#### Listing:
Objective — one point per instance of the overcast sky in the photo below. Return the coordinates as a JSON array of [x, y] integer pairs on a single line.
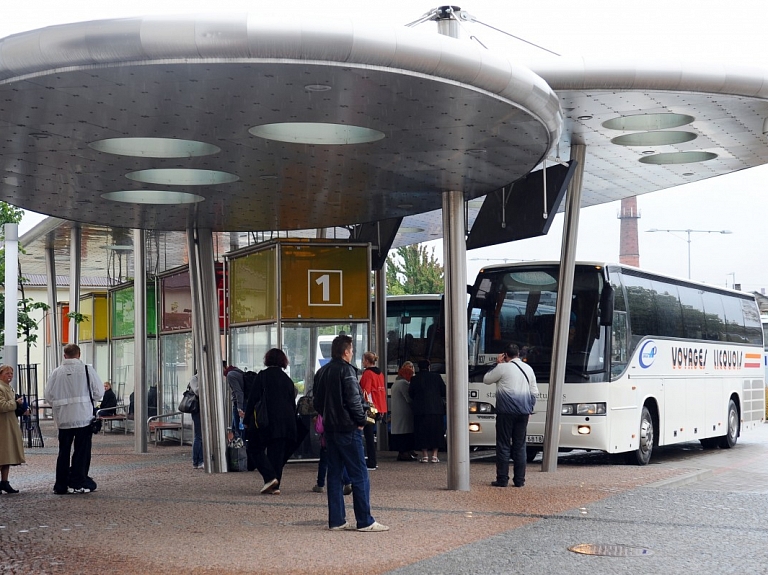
[[704, 30]]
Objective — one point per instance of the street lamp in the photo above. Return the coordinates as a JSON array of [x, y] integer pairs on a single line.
[[689, 232]]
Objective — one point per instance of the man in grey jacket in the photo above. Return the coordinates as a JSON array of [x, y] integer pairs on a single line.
[[71, 390], [516, 392]]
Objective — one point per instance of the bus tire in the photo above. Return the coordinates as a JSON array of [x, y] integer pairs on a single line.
[[642, 455], [729, 439]]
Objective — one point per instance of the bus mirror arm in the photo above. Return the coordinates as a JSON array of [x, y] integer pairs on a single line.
[[606, 305]]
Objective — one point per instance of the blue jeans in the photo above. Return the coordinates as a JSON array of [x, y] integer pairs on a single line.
[[346, 450], [510, 428], [322, 469], [197, 443]]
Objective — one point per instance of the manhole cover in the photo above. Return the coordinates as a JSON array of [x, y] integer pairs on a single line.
[[610, 550]]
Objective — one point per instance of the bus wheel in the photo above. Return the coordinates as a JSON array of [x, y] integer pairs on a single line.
[[642, 455], [729, 439]]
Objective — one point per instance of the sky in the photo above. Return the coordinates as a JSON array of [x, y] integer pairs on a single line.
[[703, 30]]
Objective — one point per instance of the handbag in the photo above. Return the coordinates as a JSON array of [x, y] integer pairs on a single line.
[[95, 424], [305, 407], [371, 413], [21, 409], [189, 402]]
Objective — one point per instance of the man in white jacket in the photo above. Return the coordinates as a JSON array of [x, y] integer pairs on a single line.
[[71, 391], [516, 392]]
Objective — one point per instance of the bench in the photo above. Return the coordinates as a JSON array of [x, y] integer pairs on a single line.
[[157, 426]]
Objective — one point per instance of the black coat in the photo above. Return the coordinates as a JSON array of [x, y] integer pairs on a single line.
[[427, 390], [274, 384]]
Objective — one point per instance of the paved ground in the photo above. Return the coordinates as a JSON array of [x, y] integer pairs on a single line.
[[689, 511]]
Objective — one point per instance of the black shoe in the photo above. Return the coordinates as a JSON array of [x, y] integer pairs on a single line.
[[5, 486]]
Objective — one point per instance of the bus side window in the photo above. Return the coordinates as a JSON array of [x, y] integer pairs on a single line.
[[619, 344]]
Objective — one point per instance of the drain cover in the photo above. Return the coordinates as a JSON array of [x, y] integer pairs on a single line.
[[610, 550]]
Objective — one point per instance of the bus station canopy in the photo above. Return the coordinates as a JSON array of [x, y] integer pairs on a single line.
[[239, 123]]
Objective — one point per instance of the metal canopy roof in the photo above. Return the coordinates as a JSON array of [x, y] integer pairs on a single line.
[[453, 116]]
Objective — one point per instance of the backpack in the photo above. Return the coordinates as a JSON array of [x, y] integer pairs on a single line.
[[249, 380]]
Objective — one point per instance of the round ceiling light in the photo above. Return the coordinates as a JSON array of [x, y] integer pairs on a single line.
[[654, 138], [316, 133], [154, 147], [648, 122], [182, 177], [156, 197], [678, 158]]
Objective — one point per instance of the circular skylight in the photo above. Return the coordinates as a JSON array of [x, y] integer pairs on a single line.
[[156, 197], [316, 133], [182, 177], [654, 138], [648, 122], [154, 147], [678, 158]]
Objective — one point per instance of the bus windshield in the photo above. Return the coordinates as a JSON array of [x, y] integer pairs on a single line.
[[517, 305]]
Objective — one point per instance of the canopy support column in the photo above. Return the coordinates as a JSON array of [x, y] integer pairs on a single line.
[[457, 364], [563, 311]]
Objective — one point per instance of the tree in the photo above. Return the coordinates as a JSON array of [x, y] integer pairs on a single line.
[[26, 324], [414, 270]]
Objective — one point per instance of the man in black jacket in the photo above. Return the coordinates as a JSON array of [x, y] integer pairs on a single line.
[[338, 400]]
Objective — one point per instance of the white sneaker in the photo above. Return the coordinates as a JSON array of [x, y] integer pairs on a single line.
[[375, 526], [269, 486], [346, 527]]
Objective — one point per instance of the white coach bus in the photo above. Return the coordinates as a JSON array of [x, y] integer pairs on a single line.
[[651, 360]]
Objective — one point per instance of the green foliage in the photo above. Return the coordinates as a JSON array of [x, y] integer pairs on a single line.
[[26, 325], [414, 270]]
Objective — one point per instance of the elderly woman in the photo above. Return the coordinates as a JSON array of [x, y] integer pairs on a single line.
[[401, 439], [11, 446]]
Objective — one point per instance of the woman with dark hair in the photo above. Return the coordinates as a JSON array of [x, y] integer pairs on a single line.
[[275, 394]]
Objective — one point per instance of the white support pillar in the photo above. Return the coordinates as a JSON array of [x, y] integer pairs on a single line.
[[380, 293], [11, 351], [52, 286], [457, 364], [207, 343], [75, 257], [141, 409], [563, 311]]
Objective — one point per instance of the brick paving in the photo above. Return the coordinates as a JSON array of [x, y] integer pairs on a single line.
[[154, 513]]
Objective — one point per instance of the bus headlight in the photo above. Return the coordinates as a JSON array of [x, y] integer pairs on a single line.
[[583, 409], [480, 407]]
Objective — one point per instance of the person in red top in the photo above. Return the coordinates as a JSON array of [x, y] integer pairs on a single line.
[[375, 387]]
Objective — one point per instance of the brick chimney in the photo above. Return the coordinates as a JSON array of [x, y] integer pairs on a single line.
[[629, 250]]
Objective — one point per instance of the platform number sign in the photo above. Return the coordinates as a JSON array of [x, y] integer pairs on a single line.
[[325, 288]]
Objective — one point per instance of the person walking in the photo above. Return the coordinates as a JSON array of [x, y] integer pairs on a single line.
[[374, 390], [516, 392], [401, 439], [427, 391], [71, 391], [197, 427], [268, 443], [338, 398], [11, 444]]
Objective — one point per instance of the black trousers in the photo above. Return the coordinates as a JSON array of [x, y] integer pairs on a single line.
[[74, 473], [510, 429]]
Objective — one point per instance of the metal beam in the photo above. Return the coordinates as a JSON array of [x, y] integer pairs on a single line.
[[563, 311]]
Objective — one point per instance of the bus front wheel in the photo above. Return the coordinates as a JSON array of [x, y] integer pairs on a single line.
[[729, 439], [642, 455]]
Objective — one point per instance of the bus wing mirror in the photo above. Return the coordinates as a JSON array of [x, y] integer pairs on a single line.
[[606, 305]]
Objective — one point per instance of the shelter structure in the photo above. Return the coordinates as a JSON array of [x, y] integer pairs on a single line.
[[237, 123]]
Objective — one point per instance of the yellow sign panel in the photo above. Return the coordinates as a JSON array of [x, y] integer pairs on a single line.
[[253, 287], [324, 282]]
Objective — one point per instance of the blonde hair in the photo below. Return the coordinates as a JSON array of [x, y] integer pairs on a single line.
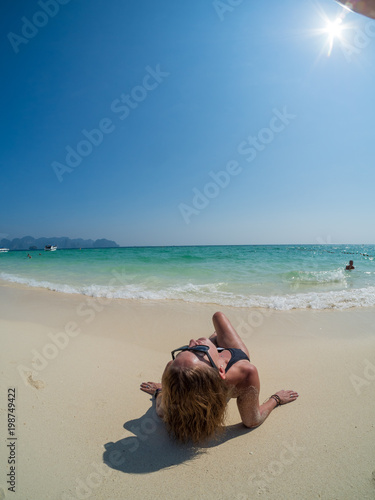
[[194, 402]]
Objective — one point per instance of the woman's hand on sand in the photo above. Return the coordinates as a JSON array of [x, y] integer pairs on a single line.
[[150, 387], [287, 396]]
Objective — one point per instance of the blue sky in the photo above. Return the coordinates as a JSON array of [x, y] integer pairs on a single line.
[[178, 92]]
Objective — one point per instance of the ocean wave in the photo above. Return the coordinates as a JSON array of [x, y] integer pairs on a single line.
[[316, 277], [214, 293]]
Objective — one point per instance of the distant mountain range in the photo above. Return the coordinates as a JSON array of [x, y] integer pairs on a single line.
[[30, 243]]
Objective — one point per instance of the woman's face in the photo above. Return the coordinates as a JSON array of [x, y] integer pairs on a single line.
[[192, 359]]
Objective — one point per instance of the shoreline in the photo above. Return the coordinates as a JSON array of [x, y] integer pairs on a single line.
[[163, 300], [82, 401]]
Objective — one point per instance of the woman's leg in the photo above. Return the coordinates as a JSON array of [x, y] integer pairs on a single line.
[[226, 334]]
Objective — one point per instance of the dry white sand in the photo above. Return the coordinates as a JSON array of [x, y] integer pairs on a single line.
[[85, 430]]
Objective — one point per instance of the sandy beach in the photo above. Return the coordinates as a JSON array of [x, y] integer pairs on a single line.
[[83, 428]]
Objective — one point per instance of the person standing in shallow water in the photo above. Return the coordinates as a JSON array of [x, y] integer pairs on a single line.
[[200, 380]]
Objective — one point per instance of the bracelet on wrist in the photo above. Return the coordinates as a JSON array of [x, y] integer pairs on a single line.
[[277, 399]]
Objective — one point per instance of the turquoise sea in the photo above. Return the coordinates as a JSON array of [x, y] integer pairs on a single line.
[[272, 276]]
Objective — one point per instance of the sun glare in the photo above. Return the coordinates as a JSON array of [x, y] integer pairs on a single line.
[[334, 28]]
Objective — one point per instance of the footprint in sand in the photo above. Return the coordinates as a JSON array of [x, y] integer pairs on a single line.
[[38, 384]]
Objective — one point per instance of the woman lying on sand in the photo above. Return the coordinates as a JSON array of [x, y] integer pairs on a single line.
[[202, 377]]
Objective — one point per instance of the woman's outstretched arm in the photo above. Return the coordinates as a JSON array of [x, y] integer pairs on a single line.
[[252, 413]]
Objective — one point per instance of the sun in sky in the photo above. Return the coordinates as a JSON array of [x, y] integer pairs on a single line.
[[334, 30]]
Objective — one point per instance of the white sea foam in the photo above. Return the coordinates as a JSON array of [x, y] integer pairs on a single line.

#### Directive:
Reproduce the listing from the line with "Objective — one point per instance of the round" up to and including the line with "[[375, 526], [269, 486], [346, 527]]", keeping every line and shifting each x and y coordinate up by 43.

#### Exercise response:
Objective — one point per instance of the round ceiling light in the photo above. Return the coordinates as a JSON array of [x, y] integer pairs on a single line.
[[697, 181], [359, 176], [197, 190], [691, 165], [225, 220], [199, 240], [721, 201]]
Objective — one point per instance of the circular skylight in the photo above. Return the coordinates as a JSON array of [x, y] integer pairs on a single line.
[[199, 240], [359, 176], [225, 220], [697, 181], [691, 165], [197, 190], [721, 201]]
Objective — one point per instance of the bus windshield in the photo above. Return the coordinates as a JSON array of [x, y] integer pairs on a single line.
[[560, 348]]
Objective — one point per instance of the canopy support column in the photo above. Return the coordinates as a JSON array of [x, y] integer pairs on a single line.
[[500, 407], [606, 354]]
Objective — one point per instance of the tree in the photo above. Return the coordinates as a JSON array of [x, y] integer pairs on a single line.
[[69, 367], [457, 313]]
Objective — one point per instance of the man in black jacket in the photo above. Return the coordinates as a JSON array of [x, y] integer pairs on a single line.
[[381, 443]]
Objective — one point per instance of the white sneaker in the photo above. Return the coordinates as a JSON array of [x, y] integer pairs on a single line.
[[418, 569], [312, 529], [389, 570]]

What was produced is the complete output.